— What needs to be done —
Update the listing below by replacing every "hole_rule" with "fill_rule", leaving all other text unchanged.

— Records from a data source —

================

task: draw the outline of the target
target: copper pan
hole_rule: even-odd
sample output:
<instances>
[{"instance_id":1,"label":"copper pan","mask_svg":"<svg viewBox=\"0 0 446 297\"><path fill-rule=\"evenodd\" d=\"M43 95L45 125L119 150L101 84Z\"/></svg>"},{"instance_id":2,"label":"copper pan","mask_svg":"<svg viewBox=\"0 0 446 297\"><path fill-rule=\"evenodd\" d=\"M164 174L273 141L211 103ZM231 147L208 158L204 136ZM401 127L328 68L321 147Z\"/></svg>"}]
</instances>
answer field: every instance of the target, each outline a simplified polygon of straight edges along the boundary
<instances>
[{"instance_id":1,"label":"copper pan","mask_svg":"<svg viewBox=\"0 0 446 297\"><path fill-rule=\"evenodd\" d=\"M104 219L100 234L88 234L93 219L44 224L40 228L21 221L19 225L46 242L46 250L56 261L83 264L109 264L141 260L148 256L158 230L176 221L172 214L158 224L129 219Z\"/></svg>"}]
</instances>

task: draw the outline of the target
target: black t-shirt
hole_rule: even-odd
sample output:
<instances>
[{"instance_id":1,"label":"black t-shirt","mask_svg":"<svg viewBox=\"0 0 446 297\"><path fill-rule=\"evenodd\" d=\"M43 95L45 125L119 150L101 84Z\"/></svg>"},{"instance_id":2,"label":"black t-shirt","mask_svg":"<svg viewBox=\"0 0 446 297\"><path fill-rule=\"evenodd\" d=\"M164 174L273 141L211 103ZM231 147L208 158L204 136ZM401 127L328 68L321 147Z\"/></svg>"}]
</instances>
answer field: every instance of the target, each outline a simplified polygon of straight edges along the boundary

================

— Reply —
task: draw the outline of the target
target: copper pan
fill_rule: even-odd
sample output:
<instances>
[{"instance_id":1,"label":"copper pan","mask_svg":"<svg viewBox=\"0 0 446 297\"><path fill-rule=\"evenodd\" d=\"M43 95L45 125L119 150L101 84Z\"/></svg>"},{"instance_id":2,"label":"copper pan","mask_svg":"<svg viewBox=\"0 0 446 297\"><path fill-rule=\"evenodd\" d=\"M164 174L273 141L211 103ZM231 147L208 158L204 136ZM401 127L328 68L321 147Z\"/></svg>"}]
</instances>
answer field: every instance of the target, each outline a simplified polygon of straight edges along the boundary
<instances>
[{"instance_id":1,"label":"copper pan","mask_svg":"<svg viewBox=\"0 0 446 297\"><path fill-rule=\"evenodd\" d=\"M104 219L100 234L88 234L93 219L44 224L40 228L21 221L19 225L46 242L46 250L56 261L83 264L109 264L141 260L148 256L158 230L176 221L172 214L158 224L129 219Z\"/></svg>"}]
</instances>

task: draw the outline of the target
target: black t-shirt
fill_rule: even-odd
sample output:
<instances>
[{"instance_id":1,"label":"black t-shirt","mask_svg":"<svg viewBox=\"0 0 446 297\"><path fill-rule=\"evenodd\" d=\"M43 95L45 125L119 150L101 84Z\"/></svg>"},{"instance_id":2,"label":"black t-shirt","mask_svg":"<svg viewBox=\"0 0 446 297\"><path fill-rule=\"evenodd\" d=\"M164 174L273 141L211 103ZM231 147L208 158L204 136ZM401 127L328 68L321 147Z\"/></svg>"}]
</instances>
answer field: every instance of the target, each outline a simplified polygon of straight edges along the boundary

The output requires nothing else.